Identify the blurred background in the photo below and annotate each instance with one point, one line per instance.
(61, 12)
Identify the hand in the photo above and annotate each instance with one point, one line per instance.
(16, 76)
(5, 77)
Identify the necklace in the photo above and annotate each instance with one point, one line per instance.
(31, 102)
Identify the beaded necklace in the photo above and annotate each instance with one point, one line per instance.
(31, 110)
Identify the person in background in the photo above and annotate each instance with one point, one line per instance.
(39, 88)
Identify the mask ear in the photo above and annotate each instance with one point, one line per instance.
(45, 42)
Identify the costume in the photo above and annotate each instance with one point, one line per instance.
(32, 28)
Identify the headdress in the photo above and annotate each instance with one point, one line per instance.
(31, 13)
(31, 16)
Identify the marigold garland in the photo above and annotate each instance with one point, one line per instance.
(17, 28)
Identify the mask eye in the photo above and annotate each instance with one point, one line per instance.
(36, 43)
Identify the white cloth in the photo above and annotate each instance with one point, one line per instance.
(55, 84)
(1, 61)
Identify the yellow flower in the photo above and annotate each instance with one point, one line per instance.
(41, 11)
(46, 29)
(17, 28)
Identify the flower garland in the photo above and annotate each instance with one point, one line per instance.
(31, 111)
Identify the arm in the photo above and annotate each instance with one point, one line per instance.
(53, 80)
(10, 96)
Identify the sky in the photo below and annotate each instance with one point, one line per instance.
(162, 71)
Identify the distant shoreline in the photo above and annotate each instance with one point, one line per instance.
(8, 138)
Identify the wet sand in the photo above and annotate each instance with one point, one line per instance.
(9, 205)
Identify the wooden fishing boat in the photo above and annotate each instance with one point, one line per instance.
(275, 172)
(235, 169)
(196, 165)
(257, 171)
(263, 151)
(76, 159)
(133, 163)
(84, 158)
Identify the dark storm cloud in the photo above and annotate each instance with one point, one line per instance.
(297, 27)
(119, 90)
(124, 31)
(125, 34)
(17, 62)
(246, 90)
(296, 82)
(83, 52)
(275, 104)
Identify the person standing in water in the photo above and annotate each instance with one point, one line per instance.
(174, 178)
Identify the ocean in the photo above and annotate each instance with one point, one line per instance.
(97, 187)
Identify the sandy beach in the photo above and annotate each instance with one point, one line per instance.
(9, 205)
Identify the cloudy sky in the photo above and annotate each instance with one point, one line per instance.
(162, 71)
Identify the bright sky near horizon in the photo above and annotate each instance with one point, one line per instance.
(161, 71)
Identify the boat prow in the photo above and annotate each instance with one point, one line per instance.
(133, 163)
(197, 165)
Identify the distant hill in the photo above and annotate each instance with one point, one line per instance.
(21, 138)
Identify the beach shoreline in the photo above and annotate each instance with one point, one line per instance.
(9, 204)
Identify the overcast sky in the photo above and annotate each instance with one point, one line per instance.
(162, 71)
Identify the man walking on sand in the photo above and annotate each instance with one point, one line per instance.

────────────────────────────────────────

[What to work on] The material above is to be reproduced exactly as written.

[Your response]
Identify the blurred background in the photo below and annotate each instance with one point, one line per instance.
(61, 12)
Identify the hand in the photo above and annotate each instance with one point, one line per instance.
(16, 76)
(5, 77)
Identify the necklace in the photo above and annotate each instance with one point, one line per instance.
(31, 102)
Identify the beaded necklace in the photo above and annotate each instance with one point, one line per instance.
(31, 110)
Identify the person in background in the photo above and annotate each instance with one point, one line per instance.
(39, 88)
Identify the mask ear in the photo above and annotate each instance with one point, one line per instance.
(45, 42)
Identify the costume in the photo above and annotate each instance with one point, one line per instance.
(32, 28)
Identify the headdress in the photo above and annotate each instance with one point, one line per instance.
(31, 13)
(31, 16)
Identify the marigold garland in the photo above and annotate each instance with one point, one line per instance.
(17, 28)
Identify the mask eye in the photo above and annotate each instance with one point, one line per instance.
(36, 43)
Identify the white cloth in the photo above and annotate each instance with one point, one line per instance.
(55, 84)
(1, 61)
Identify the yellow flower in the photo above and annotate each instance with one point, one line per instance.
(41, 11)
(46, 29)
(17, 28)
Identify the flower garland in the photo above and annotate each instance with one point, one line per instance.
(31, 111)
Identify the arm in the photo above and annotate each instance with one point, one line per instance.
(53, 80)
(10, 96)
Identify the sky in the photo below and annotate each instance with one point, one line per instance.
(162, 71)
Identify the distant shoreline in the photo above and annotate each instance with one point, one line per instance.
(8, 138)
Identify the wet sand in the photo above and annotate each instance with one point, one line per instance.
(9, 205)
Identify the wooden fishing boat in the photo above and annotate each instance with one point, one line per instance.
(275, 172)
(235, 169)
(196, 165)
(257, 171)
(263, 151)
(76, 159)
(133, 163)
(84, 158)
Identify the dark storm cloud in the photo above and annotate each instance with one point, one line per instance.
(297, 27)
(119, 90)
(124, 31)
(125, 34)
(17, 62)
(246, 90)
(296, 82)
(83, 52)
(275, 104)
Identify the person standing in water in the photo above and annotate each instance with one point, one line per instance.
(174, 178)
Identify the ocean in the photo above and annotate each instance with one point, one line per instance.
(97, 187)
Identify the sandy beach in the photo above and annotate each instance with one point, one line per instance.
(9, 205)
Identify the cloudy sky in the photo above and annotate each instance with one point, one line per instance.
(162, 71)
Identify the bright sky near horizon in the photo above and annotate each instance with one point, one line per instance.
(161, 71)
Identify the boat prow in the photo above and annotate each instance with one point, one line per instance.
(133, 163)
(197, 165)
Identify the distant hill in the photo above and annotate each instance with one point, one line per instance.
(21, 138)
Identify the beach shoreline in the photo above and annotate each instance with one point, one line per instance.
(9, 204)
Identify the overcast sky in the photo above and annotate each instance with one point, one line per instance.
(162, 71)
Identify the man walking on sand in the photo above and annotate each instance with one point, one line per instance.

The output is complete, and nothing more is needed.